> Stated task:
Echo the listing from the line with "Target: man's forehead" up to and including the line with "33), (172, 39)]]".
—————
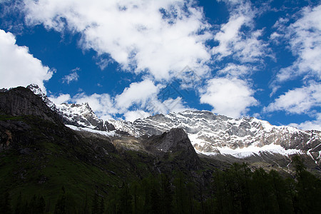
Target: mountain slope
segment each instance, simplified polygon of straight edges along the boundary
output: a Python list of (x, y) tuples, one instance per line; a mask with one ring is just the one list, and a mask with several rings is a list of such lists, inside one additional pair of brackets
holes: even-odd
[(209, 111), (185, 111), (156, 115), (133, 123), (109, 121), (117, 129), (136, 136), (160, 134), (181, 128), (198, 152), (244, 157), (260, 152), (307, 153), (320, 163), (321, 133), (272, 126), (255, 118), (233, 119)]
[[(238, 158), (263, 153), (284, 156), (302, 153), (317, 165), (321, 158), (321, 133), (290, 126), (272, 126), (255, 118), (234, 119), (205, 111), (185, 111), (158, 114), (134, 122), (98, 118), (88, 103), (54, 106), (37, 86), (29, 86), (36, 94), (59, 113), (65, 124), (80, 128), (128, 133), (135, 137), (160, 135), (180, 128), (188, 135), (195, 149), (208, 156), (231, 156)], [(54, 107), (53, 107), (54, 106)], [(88, 129), (87, 129), (88, 130)]]

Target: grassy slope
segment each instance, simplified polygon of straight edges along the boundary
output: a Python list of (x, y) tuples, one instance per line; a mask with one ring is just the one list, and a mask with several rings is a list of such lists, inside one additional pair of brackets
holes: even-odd
[[(63, 185), (76, 205), (82, 205), (85, 195), (95, 189), (107, 194), (111, 187), (143, 176), (149, 168), (146, 154), (121, 154), (106, 140), (86, 139), (36, 117), (1, 115), (0, 121), (30, 126), (23, 133), (11, 131), (23, 140), (14, 140), (14, 148), (0, 153), (0, 192), (8, 191), (14, 204), (20, 192), (25, 199), (42, 195), (52, 210)], [(100, 153), (102, 148), (107, 153)]]

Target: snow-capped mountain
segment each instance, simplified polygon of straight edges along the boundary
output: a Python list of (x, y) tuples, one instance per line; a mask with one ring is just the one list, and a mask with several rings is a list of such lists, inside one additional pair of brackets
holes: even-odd
[(112, 124), (99, 119), (88, 103), (81, 104), (61, 103), (56, 106), (48, 98), (37, 85), (29, 85), (27, 88), (41, 97), (51, 110), (58, 112), (63, 117), (63, 123), (66, 125), (104, 131), (115, 130)]
[(321, 133), (290, 126), (277, 126), (255, 118), (234, 119), (205, 111), (158, 114), (133, 123), (109, 121), (115, 128), (136, 137), (159, 135), (181, 128), (195, 149), (205, 154), (244, 157), (260, 152), (284, 155), (306, 153), (315, 160), (321, 156)]
[(230, 155), (244, 158), (261, 153), (290, 155), (305, 153), (315, 163), (321, 158), (321, 132), (302, 131), (290, 126), (277, 126), (255, 118), (234, 119), (205, 111), (185, 111), (158, 114), (134, 122), (103, 121), (88, 103), (54, 105), (36, 85), (28, 86), (41, 97), (52, 110), (62, 116), (66, 125), (87, 131), (128, 133), (135, 137), (160, 135), (171, 128), (183, 128), (195, 151), (206, 155)]

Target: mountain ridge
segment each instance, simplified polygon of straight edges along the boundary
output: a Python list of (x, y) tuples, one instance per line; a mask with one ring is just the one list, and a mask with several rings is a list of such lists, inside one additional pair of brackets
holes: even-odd
[(28, 88), (41, 97), (51, 109), (59, 112), (67, 125), (102, 131), (117, 130), (118, 133), (136, 138), (160, 135), (171, 128), (180, 128), (187, 133), (197, 152), (208, 156), (223, 154), (245, 158), (262, 153), (285, 156), (305, 153), (316, 164), (320, 163), (321, 132), (317, 131), (273, 126), (254, 117), (235, 119), (207, 111), (190, 110), (157, 114), (133, 122), (104, 121), (97, 117), (88, 103), (62, 103), (56, 106), (48, 101), (37, 86)]

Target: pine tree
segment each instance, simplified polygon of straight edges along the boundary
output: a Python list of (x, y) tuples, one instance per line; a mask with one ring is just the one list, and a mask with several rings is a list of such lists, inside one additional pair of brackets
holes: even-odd
[(65, 188), (61, 188), (61, 191), (58, 198), (57, 203), (55, 206), (54, 214), (65, 214), (67, 213), (67, 200), (66, 196)]
[(16, 203), (16, 208), (14, 210), (15, 214), (22, 214), (24, 213), (24, 208), (23, 208), (23, 202), (22, 202), (22, 195), (21, 192), (19, 193), (19, 196), (18, 196)]

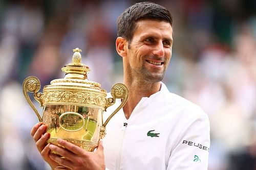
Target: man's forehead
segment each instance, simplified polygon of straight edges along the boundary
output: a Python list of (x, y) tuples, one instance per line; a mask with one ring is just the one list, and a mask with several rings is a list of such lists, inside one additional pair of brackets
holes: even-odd
[[(161, 32), (159, 32), (159, 30)], [(173, 28), (170, 23), (165, 21), (156, 19), (143, 19), (136, 22), (133, 31), (134, 34), (139, 33), (141, 35), (161, 33), (172, 39)]]

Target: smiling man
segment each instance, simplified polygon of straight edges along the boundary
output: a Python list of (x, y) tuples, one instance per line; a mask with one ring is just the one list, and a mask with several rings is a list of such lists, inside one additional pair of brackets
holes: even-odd
[[(31, 134), (42, 157), (53, 169), (60, 169), (58, 165), (71, 169), (207, 169), (207, 115), (161, 82), (172, 56), (170, 13), (159, 5), (139, 3), (124, 11), (117, 26), (116, 51), (122, 57), (129, 98), (108, 124), (104, 149), (101, 142), (90, 152), (61, 139), (57, 141), (66, 150), (46, 145), (47, 126), (37, 124)], [(107, 111), (105, 117), (112, 112)]]

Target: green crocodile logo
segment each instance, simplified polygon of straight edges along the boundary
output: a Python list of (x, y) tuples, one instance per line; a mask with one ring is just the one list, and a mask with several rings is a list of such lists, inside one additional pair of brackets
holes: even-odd
[(147, 136), (151, 136), (152, 137), (159, 137), (159, 136), (158, 136), (158, 135), (160, 134), (159, 133), (152, 133), (153, 131), (155, 131), (155, 130), (152, 130), (147, 132), (147, 133), (146, 134)]

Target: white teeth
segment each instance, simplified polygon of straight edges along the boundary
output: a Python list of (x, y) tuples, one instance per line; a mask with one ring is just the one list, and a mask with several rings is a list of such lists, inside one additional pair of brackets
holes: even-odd
[(150, 61), (150, 60), (146, 60), (146, 61), (147, 61), (147, 62), (148, 62), (152, 64), (156, 65), (161, 65), (161, 63), (157, 63), (156, 62), (154, 62), (154, 61)]

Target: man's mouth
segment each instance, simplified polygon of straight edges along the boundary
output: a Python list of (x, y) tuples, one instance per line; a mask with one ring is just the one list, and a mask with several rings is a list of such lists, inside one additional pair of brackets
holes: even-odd
[(146, 60), (146, 61), (147, 62), (150, 64), (155, 65), (161, 65), (162, 64), (163, 64), (163, 62), (154, 62), (154, 61), (147, 60)]

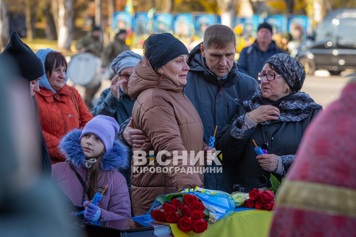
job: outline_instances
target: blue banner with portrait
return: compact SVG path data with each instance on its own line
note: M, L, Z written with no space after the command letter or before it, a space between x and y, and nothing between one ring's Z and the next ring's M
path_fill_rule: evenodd
M195 34L203 38L205 29L209 26L216 24L216 16L214 14L199 14L195 16L194 27Z
M302 41L312 29L311 19L306 16L294 16L288 19L288 27L293 40Z
M287 31L288 19L286 16L275 15L268 16L266 18L266 22L272 26L273 34L283 33Z
M147 23L148 16L147 12L136 12L132 23L132 30L137 36L148 34Z
M241 24L242 37L245 40L248 41L251 38L255 39L257 37L257 28L260 24L260 17L257 15L253 15L251 17L241 18L237 19Z
M178 36L190 36L194 33L193 15L190 13L179 13L174 15L173 32Z
M117 32L121 29L130 31L132 30L131 14L127 11L116 11L114 14L112 31Z
M160 34L170 31L172 21L172 14L170 13L155 13L152 26L153 33Z

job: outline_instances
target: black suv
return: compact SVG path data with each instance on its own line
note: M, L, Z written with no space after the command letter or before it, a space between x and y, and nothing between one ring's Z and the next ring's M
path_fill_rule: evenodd
M356 9L336 9L319 24L314 35L291 55L304 65L307 74L319 69L337 75L356 69Z

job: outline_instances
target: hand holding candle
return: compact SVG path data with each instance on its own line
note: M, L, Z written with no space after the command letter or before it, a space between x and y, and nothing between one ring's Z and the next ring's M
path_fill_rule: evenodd
M216 133L216 129L218 128L218 125L215 125L215 131L214 132L214 135L213 136L210 137L209 139L209 144L208 146L210 147L210 149L212 149L214 147L214 143L215 143L215 134Z
M255 140L252 139L252 141L253 142L253 144L255 145L256 146L256 147L255 148L255 151L256 152L256 154L258 155L262 155L263 154L263 152L262 151L262 149L259 146L257 146L257 145L256 143L255 142Z

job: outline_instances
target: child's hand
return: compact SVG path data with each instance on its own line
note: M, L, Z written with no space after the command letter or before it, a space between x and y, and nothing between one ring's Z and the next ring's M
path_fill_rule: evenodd
M86 201L83 205L85 205L89 201ZM84 217L90 221L96 221L100 219L101 212L99 207L91 203L85 206L84 211Z

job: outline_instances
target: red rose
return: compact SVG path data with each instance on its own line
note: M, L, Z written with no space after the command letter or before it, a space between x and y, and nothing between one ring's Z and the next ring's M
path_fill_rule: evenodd
M193 221L203 219L204 216L204 212L201 211L194 211L190 213L190 218Z
M162 209L151 211L151 217L156 221L164 222L164 212Z
M193 232L194 233L203 233L207 228L208 222L205 220L198 220L193 222Z
M182 216L187 216L189 217L190 216L190 209L189 206L183 206L178 209L182 213Z
M205 207L202 203L199 201L195 201L190 204L190 209L192 211L204 211L205 210Z
M166 213L167 213L167 212L169 211L175 211L177 210L177 208L176 207L173 205L171 205L170 204L169 204L167 203L164 203L163 204L162 207L163 208L163 210L164 210L164 212Z
M169 223L177 223L180 217L178 212L173 211L168 211L164 214L164 219Z
M253 201L257 201L260 199L260 196L262 193L263 190L260 190L257 188L254 188L253 190L248 193L250 198Z
M193 229L193 222L189 217L182 217L178 221L177 226L184 232L189 232Z
M272 191L264 191L260 196L260 201L272 201L274 198L274 195Z
M261 201L256 201L256 203L255 204L255 206L256 209L263 209L264 205L265 203Z
M176 198L172 200L171 201L171 205L173 205L175 207L176 207L177 208L179 208L181 206L184 206L184 204L182 203L182 202L177 199Z
M251 198L245 200L245 203L246 204L247 207L249 208L254 208L255 202L255 201L252 200Z
M263 209L267 211L271 211L273 209L273 206L274 205L274 201L271 201L266 203L263 206Z
M183 196L183 202L186 206L190 206L193 201L198 200L197 197L191 194L185 194Z

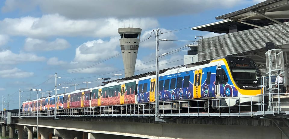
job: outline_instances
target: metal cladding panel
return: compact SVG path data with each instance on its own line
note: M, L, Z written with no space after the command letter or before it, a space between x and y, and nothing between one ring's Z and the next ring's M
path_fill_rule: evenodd
M289 22L284 23L289 25ZM289 33L289 28L279 24L265 27ZM260 28L235 32L199 40L199 61L264 48L271 42L275 45L289 43L289 36Z
M117 29L119 33L122 32L127 33L138 33L140 34L141 32L141 29L134 27L125 27Z
M133 76L135 74L135 68L138 55L138 51L130 50L121 51L124 67L125 77Z

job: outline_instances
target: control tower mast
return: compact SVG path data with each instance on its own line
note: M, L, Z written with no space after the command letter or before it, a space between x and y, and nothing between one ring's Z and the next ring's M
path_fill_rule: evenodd
M135 74L141 29L126 27L119 28L117 30L121 37L120 43L124 67L125 77L133 76Z

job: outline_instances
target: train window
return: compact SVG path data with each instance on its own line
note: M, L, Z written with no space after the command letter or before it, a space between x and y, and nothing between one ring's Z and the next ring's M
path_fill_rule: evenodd
M135 86L135 94L136 95L136 93L137 93L137 92L138 92L138 91L137 91L138 90L138 85L137 84Z
M210 84L211 81L211 71L207 72L207 81L206 84Z
M112 96L111 96L114 97L115 96L115 88L113 88L112 90Z
M173 89L176 87L176 79L173 78L171 79L171 84L169 87L170 89Z
M142 84L139 85L139 87L138 87L138 93L141 93L143 92L142 90Z
M118 88L117 88L115 89L115 96L118 96L118 92L119 91L120 89Z
M226 72L223 69L222 69L222 74L221 79L222 79L221 82L223 84L226 84L228 82L228 78L226 74Z
M166 90L169 89L169 79L165 80L165 85L164 87L164 90Z
M200 83L201 82L201 74L199 74L199 77L198 78L198 86L200 85Z
M146 93L148 91L148 83L144 84L144 93Z
M108 97L112 96L112 89L110 89L108 92Z
M163 90L163 80L160 81L159 82L159 91Z
M190 76L187 76L184 77L184 84L183 85L183 87L189 87L189 84L190 83Z
M108 90L105 91L105 97L106 98L108 97Z
M132 89L130 90L130 94L133 95L134 94L134 90L135 90L135 86L132 85L132 88L131 88Z
M197 86L197 74L195 74L195 82L194 83L194 85L195 86Z
M130 94L130 86L126 87L126 95L129 95Z
M220 81L220 72L221 70L217 70L217 72L216 73L216 84L219 84L219 81Z
M182 82L183 81L183 77L178 77L177 79L177 88L182 87Z

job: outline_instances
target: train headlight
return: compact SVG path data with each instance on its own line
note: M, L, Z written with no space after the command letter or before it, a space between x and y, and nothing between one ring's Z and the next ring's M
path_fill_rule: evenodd
M235 102L236 103L236 104L239 105L239 99L237 99L236 100L236 101Z

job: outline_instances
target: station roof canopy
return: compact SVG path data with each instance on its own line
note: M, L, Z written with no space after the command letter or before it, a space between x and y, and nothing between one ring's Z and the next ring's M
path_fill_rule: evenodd
M289 21L289 1L267 0L247 8L216 17L223 20L191 28L192 30L228 33L229 27L237 25L239 31ZM245 24L244 22L248 24Z

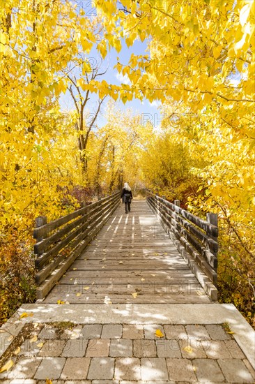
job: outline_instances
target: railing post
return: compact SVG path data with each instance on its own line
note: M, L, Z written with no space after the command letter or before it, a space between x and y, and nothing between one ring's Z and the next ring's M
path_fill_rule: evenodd
M206 221L210 223L210 224L212 224L212 226L215 226L215 227L217 227L218 226L218 215L217 215L217 214L207 213L206 214ZM217 237L215 237L215 236L212 236L211 235L210 235L208 233L207 233L206 235L208 235L214 240L217 242L217 240L218 240ZM216 254L217 254L217 252L216 252Z
M35 227L36 228L38 228L40 227L42 227L42 226L45 226L47 224L47 216L40 216L39 217L36 217L35 219ZM40 236L40 237L36 237L36 242L38 243L39 242L41 242L43 240L44 237L43 236ZM37 256L40 256L42 253L38 253Z

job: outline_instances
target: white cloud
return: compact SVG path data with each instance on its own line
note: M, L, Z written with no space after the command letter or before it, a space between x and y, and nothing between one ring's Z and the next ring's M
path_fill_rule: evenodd
M118 73L118 73L116 73L115 75L115 76L116 76L116 78L119 82L121 82L123 84L131 84L130 80L129 80L128 75L125 75L125 76L123 76L123 75L122 73Z

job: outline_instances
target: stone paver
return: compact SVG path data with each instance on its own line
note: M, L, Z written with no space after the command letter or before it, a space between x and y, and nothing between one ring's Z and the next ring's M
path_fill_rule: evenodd
M38 334L38 339L55 339L56 328L45 325Z
M24 356L36 356L39 353L42 343L41 341L36 341L31 343L29 339L26 339L20 347L20 355Z
M65 363L64 357L44 357L36 371L34 378L59 378Z
M65 330L60 338L61 339L79 339L82 336L82 325L77 325L72 330Z
M222 325L208 324L206 325L207 332L212 340L230 340L231 337L227 334Z
M167 366L170 380L187 383L196 381L190 360L187 359L167 359Z
M134 340L134 356L136 357L155 357L156 342L150 339Z
M65 346L65 340L47 340L39 352L39 356L58 357L62 353Z
M88 341L86 356L91 357L107 357L109 356L110 340L94 339Z
M141 380L168 380L169 375L165 359L143 358L141 360Z
M183 325L165 325L164 330L167 339L187 339L187 333Z
M65 380L83 380L87 377L91 359L87 357L68 357L61 374Z
M120 339L122 337L121 324L106 324L102 327L102 339Z
M243 362L245 364L245 367L247 367L248 371L250 372L251 375L252 376L252 377L254 380L254 383L255 383L255 371L254 371L254 369L252 368L250 362L247 359L245 359L243 360Z
M187 337L190 339L210 339L207 329L203 325L186 325Z
M68 340L61 356L64 357L83 357L85 355L87 345L88 341L84 339Z
M224 376L216 360L209 359L194 359L192 361L198 381L199 383L221 383Z
M203 344L196 339L180 340L179 346L185 359L206 359L207 357Z
M111 341L109 355L112 357L130 357L133 355L133 342L128 339Z
M144 326L141 324L123 325L123 339L143 339Z
M114 378L114 360L112 357L93 357L88 369L88 379Z
M100 324L87 324L82 330L82 335L84 339L99 339L101 335L102 325Z
M141 380L140 360L136 357L117 358L114 376L117 380Z
M160 330L164 335L164 330L162 325L157 324L148 324L144 325L145 339L158 339L155 335L157 330Z
M225 341L226 348L233 359L245 359L245 356L235 340Z
M238 359L219 360L218 364L227 383L254 383L252 376L242 360Z
M182 355L177 340L160 339L156 341L159 357L181 357Z
M208 348L204 348L208 359L230 359L231 357L223 340L210 340Z
M13 379L31 378L36 372L41 360L42 359L39 357L33 360L29 357L22 358L13 366L9 373L7 372L7 377Z

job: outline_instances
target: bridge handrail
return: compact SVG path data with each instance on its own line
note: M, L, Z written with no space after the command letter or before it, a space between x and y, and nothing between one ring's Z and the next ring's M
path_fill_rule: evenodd
M158 216L167 232L192 267L206 292L217 298L218 227L216 214L208 214L207 221L146 189L147 201ZM208 279L202 278L200 271ZM208 280L209 279L209 280Z
M37 298L43 299L118 207L120 192L56 220L36 219L33 237Z

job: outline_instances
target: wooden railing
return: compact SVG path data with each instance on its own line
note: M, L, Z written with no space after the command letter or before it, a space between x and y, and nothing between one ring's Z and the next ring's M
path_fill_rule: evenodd
M45 216L36 219L33 237L37 297L43 299L67 271L74 260L98 232L118 207L120 193L116 192L47 223Z
M146 190L149 206L158 216L179 252L186 260L206 293L217 300L217 215L207 214L207 221L183 209Z

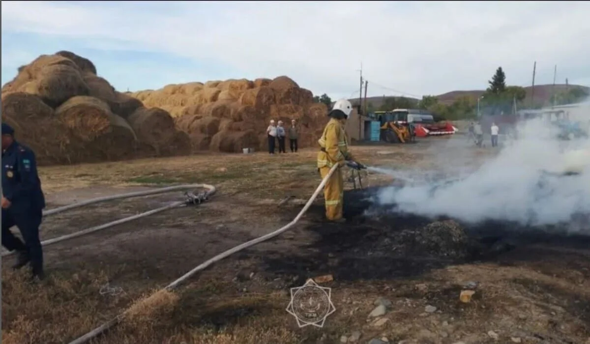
—————
> Response to this task:
Target: man's forehead
segment each instance, simplified polygon of straight edges along the boundary
output: a Python list of (x, y) tuples, one instance per line; a mask with one ring is just the one list, and a mask with several rings is a list of such lists, inside one additional pair of brackets
holes: even-odd
[[(161, 32), (159, 32), (159, 30)], [(173, 28), (170, 23), (165, 21), (156, 19), (143, 19), (136, 22), (133, 31), (134, 34), (139, 33), (141, 35), (161, 33), (172, 39)]]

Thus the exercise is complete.